◆ SHORT PROBLEM ◆
Count the lines in the items below that contain the string "stone", and reply with the number alone.

◆ RECORDS FOR THIS EXERCISE ◆
####################

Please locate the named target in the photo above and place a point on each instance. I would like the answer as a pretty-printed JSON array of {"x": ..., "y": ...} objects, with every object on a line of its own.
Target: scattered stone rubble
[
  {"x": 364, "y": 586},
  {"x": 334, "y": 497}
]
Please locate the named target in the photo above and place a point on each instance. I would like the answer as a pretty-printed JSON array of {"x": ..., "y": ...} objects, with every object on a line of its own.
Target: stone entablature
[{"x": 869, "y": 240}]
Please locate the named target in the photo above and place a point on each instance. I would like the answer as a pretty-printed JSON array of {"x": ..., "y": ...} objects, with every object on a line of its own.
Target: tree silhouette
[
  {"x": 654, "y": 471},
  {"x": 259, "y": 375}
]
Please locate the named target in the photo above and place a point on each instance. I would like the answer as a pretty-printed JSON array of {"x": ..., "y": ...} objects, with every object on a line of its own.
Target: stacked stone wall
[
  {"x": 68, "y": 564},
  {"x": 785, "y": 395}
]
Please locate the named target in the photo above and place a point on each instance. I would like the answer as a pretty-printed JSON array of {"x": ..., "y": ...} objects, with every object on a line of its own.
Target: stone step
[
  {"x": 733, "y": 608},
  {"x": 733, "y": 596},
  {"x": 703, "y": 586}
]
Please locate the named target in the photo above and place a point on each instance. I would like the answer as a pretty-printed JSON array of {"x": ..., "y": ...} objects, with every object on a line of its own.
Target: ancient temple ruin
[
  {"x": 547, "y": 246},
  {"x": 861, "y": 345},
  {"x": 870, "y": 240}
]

####################

◆ ANSWER FOR THIS EXERCISE ◆
4